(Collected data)
--- Begin ---

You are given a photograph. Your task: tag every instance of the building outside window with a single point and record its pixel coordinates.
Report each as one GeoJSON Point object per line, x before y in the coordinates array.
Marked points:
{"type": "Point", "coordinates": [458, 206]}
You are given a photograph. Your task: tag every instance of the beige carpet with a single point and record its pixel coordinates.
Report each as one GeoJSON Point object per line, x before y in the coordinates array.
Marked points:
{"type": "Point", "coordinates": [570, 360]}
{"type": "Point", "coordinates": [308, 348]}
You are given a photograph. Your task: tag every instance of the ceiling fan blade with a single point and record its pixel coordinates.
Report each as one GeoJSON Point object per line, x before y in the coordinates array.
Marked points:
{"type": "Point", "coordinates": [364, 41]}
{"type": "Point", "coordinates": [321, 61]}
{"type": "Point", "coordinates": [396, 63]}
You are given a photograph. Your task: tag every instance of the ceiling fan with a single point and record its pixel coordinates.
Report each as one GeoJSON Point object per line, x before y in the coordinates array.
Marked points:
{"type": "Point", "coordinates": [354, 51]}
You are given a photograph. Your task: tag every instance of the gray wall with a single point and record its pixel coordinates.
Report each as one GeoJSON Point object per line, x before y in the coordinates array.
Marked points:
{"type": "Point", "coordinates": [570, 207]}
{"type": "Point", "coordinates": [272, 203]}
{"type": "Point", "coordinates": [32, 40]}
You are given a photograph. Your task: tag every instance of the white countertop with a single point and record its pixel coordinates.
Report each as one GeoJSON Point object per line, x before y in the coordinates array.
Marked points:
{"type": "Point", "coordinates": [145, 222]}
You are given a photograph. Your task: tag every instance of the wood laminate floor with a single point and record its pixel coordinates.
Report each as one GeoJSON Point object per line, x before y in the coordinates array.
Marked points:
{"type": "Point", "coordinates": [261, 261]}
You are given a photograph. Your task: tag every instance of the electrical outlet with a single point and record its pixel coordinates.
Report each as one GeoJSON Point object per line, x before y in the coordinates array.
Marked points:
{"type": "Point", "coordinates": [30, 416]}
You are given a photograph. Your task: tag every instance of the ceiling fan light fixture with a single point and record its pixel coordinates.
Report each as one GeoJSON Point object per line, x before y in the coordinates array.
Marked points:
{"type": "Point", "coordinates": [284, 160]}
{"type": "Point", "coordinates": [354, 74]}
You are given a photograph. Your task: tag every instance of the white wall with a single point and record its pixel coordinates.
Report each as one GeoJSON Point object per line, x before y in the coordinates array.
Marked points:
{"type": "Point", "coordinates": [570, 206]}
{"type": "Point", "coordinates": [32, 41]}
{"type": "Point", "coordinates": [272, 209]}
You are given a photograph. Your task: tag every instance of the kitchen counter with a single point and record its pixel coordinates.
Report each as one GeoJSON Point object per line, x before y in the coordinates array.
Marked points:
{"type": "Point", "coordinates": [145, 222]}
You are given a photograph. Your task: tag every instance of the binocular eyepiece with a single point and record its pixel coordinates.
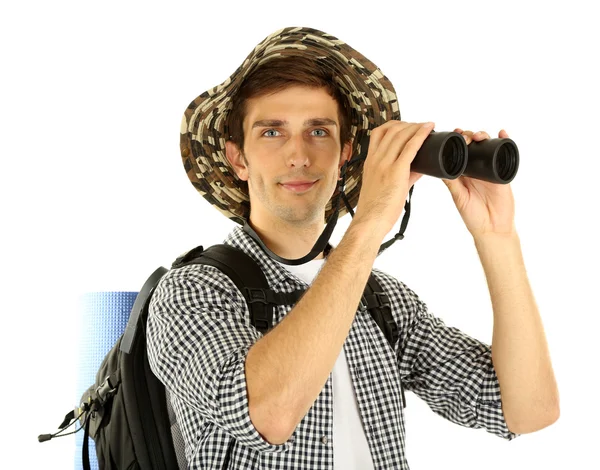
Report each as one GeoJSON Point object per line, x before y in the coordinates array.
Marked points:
{"type": "Point", "coordinates": [446, 155]}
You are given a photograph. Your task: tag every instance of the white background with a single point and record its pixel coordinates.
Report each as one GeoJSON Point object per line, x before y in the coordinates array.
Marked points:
{"type": "Point", "coordinates": [94, 196]}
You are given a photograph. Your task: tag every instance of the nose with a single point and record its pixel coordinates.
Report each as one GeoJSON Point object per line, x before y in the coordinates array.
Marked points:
{"type": "Point", "coordinates": [295, 152]}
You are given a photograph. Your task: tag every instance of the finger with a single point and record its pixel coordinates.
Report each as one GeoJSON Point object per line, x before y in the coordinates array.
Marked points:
{"type": "Point", "coordinates": [481, 135]}
{"type": "Point", "coordinates": [468, 135]}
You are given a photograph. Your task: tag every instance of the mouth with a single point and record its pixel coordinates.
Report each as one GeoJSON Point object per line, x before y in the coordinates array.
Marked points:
{"type": "Point", "coordinates": [298, 188]}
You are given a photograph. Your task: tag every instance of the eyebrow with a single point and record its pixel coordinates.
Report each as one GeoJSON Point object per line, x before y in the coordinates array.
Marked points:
{"type": "Point", "coordinates": [307, 123]}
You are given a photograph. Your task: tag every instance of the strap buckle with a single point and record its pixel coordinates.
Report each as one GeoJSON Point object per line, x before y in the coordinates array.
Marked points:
{"type": "Point", "coordinates": [256, 295]}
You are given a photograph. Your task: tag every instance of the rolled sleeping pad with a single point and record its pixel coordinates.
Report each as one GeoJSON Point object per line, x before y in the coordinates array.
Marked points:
{"type": "Point", "coordinates": [103, 318]}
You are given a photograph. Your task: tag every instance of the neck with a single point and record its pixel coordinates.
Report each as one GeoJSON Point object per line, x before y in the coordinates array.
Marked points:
{"type": "Point", "coordinates": [290, 241]}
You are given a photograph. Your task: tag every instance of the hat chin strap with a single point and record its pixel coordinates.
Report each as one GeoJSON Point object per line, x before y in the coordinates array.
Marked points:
{"type": "Point", "coordinates": [322, 243]}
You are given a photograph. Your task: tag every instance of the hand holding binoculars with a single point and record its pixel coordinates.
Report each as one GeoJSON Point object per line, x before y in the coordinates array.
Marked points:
{"type": "Point", "coordinates": [446, 155]}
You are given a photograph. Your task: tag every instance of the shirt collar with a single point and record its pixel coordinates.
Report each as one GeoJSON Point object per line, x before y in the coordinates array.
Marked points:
{"type": "Point", "coordinates": [276, 274]}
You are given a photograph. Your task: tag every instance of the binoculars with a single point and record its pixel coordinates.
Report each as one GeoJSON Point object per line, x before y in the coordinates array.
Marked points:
{"type": "Point", "coordinates": [446, 155]}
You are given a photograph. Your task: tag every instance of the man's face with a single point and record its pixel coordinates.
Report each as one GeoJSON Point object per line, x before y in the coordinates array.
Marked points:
{"type": "Point", "coordinates": [291, 136]}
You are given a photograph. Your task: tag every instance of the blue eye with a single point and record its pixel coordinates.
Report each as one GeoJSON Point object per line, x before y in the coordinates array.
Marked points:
{"type": "Point", "coordinates": [270, 130]}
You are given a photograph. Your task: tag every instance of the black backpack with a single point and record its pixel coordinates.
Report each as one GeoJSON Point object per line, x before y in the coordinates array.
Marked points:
{"type": "Point", "coordinates": [126, 411]}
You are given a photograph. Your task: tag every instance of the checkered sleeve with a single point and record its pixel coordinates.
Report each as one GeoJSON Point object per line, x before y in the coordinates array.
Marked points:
{"type": "Point", "coordinates": [198, 335]}
{"type": "Point", "coordinates": [450, 370]}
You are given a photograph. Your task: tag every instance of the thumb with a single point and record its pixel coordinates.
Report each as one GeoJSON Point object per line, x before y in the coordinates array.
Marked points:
{"type": "Point", "coordinates": [452, 185]}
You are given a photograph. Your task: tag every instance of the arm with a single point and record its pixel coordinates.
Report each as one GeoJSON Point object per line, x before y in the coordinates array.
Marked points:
{"type": "Point", "coordinates": [519, 350]}
{"type": "Point", "coordinates": [287, 368]}
{"type": "Point", "coordinates": [451, 371]}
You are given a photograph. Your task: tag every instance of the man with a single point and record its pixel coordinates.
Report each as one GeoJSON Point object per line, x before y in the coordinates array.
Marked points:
{"type": "Point", "coordinates": [322, 389]}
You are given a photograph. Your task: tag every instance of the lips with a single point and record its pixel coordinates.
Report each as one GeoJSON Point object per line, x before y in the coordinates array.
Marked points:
{"type": "Point", "coordinates": [298, 187]}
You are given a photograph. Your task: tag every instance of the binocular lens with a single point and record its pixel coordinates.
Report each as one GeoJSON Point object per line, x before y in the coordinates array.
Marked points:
{"type": "Point", "coordinates": [446, 155]}
{"type": "Point", "coordinates": [507, 161]}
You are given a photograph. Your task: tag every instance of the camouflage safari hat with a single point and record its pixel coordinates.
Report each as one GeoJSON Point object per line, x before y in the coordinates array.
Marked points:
{"type": "Point", "coordinates": [204, 130]}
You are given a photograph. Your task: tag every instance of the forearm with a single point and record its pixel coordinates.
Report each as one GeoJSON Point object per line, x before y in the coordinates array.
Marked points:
{"type": "Point", "coordinates": [287, 368]}
{"type": "Point", "coordinates": [519, 348]}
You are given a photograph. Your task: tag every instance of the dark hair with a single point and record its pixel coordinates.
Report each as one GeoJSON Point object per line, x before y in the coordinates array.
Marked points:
{"type": "Point", "coordinates": [276, 75]}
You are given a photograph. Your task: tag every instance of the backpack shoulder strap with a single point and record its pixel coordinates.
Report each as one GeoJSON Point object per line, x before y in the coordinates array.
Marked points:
{"type": "Point", "coordinates": [249, 278]}
{"type": "Point", "coordinates": [378, 304]}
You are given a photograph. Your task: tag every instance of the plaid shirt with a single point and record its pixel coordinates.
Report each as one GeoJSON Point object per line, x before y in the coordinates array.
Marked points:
{"type": "Point", "coordinates": [199, 334]}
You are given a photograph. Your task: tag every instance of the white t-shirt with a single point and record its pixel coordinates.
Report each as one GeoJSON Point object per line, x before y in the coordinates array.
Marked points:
{"type": "Point", "coordinates": [350, 447]}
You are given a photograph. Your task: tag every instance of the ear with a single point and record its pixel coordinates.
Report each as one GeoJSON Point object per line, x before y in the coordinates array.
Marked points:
{"type": "Point", "coordinates": [345, 154]}
{"type": "Point", "coordinates": [236, 160]}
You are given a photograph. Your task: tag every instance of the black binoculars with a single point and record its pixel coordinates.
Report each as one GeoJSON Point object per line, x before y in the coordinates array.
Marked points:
{"type": "Point", "coordinates": [446, 155]}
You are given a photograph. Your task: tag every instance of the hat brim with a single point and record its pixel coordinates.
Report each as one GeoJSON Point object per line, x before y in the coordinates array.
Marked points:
{"type": "Point", "coordinates": [371, 96]}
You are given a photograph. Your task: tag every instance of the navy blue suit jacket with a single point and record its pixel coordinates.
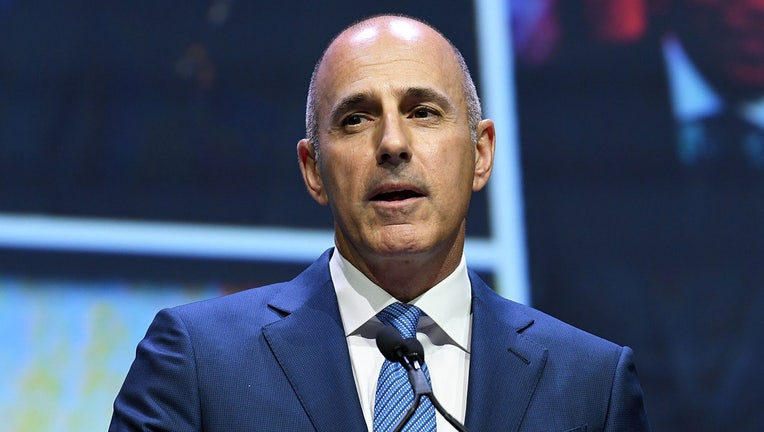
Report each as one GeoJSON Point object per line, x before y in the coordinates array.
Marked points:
{"type": "Point", "coordinates": [275, 358]}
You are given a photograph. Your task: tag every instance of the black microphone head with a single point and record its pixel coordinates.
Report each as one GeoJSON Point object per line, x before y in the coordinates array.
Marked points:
{"type": "Point", "coordinates": [415, 350]}
{"type": "Point", "coordinates": [390, 343]}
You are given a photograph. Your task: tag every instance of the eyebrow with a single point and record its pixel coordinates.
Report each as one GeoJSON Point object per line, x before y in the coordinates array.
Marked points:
{"type": "Point", "coordinates": [428, 94]}
{"type": "Point", "coordinates": [351, 102]}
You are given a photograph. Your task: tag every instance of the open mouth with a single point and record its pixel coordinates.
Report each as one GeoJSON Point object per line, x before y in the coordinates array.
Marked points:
{"type": "Point", "coordinates": [397, 195]}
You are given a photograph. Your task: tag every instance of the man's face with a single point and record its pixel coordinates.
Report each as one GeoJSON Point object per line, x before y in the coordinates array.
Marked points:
{"type": "Point", "coordinates": [396, 165]}
{"type": "Point", "coordinates": [726, 40]}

--- End ---

Return exactly the lines from the line bearing "of the open" to the end of the records, inclusive of both; include no other lines.

Written response ▸
You are given a photograph. Your task: tag every instance of the open mouth with a single point and record its pixel coordinates.
Report each as one GeoJSON Point object per line, x before y in the coordinates array.
Marked points:
{"type": "Point", "coordinates": [397, 195]}
You are given a photograph. Your task: tag every instance of the man's face with a single point and record its pixel coordinates.
Report each as one GeoJSON Point object per line, x before y in the coordinates array.
Marked points:
{"type": "Point", "coordinates": [396, 165]}
{"type": "Point", "coordinates": [726, 40]}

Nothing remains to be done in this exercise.